> **WRITTEN PROBLEM**: Count the lines in the material below that contain the string "framed", and give only that number.

Location identification material:
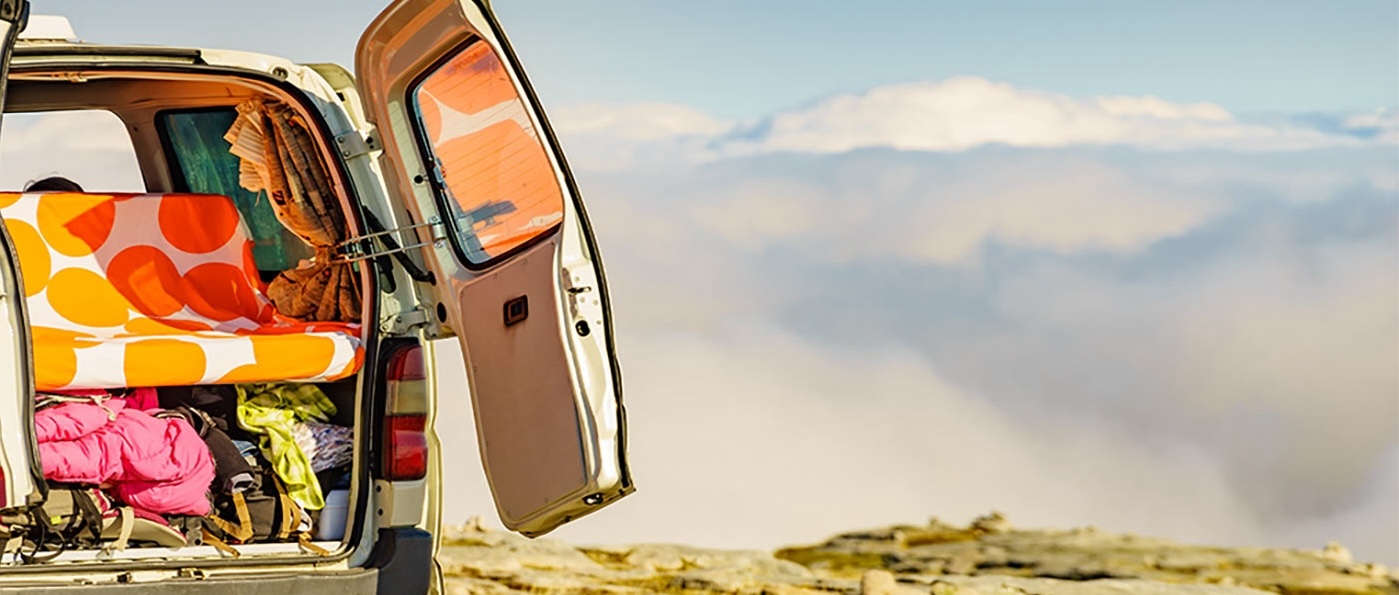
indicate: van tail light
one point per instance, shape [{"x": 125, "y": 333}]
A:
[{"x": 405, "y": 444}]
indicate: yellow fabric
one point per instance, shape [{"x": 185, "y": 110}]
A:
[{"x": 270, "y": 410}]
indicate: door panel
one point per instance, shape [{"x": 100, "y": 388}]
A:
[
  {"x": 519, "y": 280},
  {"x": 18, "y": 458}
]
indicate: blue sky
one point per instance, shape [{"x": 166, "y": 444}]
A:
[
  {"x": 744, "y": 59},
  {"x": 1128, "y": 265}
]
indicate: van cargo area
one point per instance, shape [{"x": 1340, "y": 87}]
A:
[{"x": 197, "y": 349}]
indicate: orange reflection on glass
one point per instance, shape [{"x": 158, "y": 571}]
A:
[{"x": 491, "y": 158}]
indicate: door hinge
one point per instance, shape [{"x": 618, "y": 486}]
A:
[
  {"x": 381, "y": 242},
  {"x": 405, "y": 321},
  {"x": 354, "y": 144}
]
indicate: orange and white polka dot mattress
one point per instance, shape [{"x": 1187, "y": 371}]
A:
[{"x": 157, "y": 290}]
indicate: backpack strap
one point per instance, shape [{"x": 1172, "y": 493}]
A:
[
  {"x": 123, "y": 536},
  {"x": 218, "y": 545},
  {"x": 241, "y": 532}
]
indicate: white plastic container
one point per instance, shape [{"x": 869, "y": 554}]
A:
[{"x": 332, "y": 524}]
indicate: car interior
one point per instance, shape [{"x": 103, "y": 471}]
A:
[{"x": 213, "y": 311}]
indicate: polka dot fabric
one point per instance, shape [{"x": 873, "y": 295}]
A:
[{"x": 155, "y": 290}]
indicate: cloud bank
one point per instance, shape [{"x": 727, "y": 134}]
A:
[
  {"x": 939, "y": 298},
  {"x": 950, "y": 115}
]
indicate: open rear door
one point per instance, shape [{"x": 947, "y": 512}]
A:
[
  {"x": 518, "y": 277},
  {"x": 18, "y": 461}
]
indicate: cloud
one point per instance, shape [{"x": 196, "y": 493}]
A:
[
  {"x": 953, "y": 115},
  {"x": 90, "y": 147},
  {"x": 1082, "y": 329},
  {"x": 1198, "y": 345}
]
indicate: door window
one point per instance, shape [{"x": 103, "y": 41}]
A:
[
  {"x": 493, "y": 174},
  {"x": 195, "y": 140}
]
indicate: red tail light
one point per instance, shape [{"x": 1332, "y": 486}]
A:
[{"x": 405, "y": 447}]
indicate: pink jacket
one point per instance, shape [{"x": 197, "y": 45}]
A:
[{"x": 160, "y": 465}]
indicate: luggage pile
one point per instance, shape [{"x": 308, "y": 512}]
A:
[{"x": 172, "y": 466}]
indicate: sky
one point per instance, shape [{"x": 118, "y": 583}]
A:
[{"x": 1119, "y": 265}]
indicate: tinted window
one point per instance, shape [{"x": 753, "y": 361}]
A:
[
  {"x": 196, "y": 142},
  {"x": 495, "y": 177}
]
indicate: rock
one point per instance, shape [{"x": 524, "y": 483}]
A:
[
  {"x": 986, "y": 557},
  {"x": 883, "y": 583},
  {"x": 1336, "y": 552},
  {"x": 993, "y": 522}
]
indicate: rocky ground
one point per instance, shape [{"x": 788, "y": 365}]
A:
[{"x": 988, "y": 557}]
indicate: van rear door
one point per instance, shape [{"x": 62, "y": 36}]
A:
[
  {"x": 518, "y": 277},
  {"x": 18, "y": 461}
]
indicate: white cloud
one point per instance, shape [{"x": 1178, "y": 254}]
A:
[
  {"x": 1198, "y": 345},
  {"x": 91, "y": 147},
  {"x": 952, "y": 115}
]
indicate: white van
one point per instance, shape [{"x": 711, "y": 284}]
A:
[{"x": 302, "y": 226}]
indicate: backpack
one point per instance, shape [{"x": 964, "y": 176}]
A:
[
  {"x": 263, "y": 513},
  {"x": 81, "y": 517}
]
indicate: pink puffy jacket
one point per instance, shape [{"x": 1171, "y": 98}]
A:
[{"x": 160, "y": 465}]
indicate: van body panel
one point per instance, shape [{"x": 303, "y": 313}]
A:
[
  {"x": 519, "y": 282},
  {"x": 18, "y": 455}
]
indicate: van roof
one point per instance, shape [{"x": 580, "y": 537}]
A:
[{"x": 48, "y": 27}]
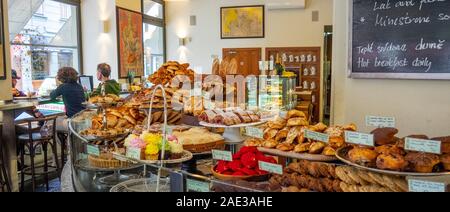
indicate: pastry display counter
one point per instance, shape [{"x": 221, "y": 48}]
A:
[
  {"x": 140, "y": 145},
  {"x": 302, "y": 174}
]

* * *

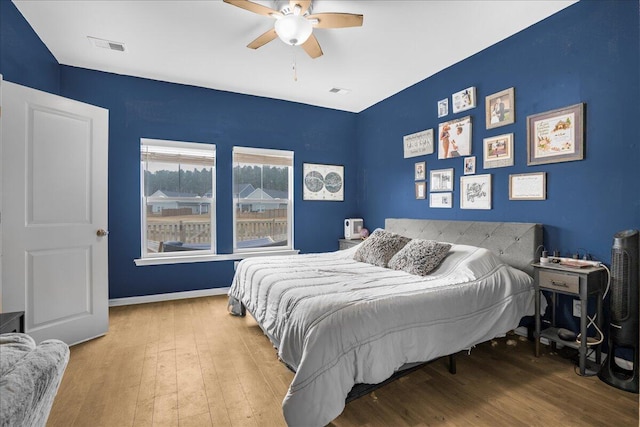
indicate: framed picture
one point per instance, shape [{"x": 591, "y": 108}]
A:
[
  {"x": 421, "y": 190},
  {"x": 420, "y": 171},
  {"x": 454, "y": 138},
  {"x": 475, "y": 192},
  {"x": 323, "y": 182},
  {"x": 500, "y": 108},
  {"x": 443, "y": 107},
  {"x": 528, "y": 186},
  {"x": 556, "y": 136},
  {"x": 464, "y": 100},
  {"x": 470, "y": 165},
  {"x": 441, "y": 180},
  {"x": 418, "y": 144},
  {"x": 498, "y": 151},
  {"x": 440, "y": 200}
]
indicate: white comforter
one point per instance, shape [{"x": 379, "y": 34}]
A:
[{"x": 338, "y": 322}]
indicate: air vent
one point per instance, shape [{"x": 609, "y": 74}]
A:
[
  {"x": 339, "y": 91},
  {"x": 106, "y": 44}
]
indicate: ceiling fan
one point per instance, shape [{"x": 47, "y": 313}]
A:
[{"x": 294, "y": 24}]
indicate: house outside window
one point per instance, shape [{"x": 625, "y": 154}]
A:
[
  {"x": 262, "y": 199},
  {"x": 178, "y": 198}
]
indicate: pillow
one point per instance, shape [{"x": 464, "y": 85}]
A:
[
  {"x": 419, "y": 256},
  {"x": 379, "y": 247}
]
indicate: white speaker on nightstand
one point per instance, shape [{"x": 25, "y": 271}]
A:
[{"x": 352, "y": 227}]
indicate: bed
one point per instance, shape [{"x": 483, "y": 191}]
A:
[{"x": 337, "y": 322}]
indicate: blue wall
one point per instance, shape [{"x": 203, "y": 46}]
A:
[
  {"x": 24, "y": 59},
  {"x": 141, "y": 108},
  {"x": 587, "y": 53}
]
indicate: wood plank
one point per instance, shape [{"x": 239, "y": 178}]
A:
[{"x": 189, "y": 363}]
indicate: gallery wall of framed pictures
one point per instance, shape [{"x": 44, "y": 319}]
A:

> **EXERCISE RESULT**: 2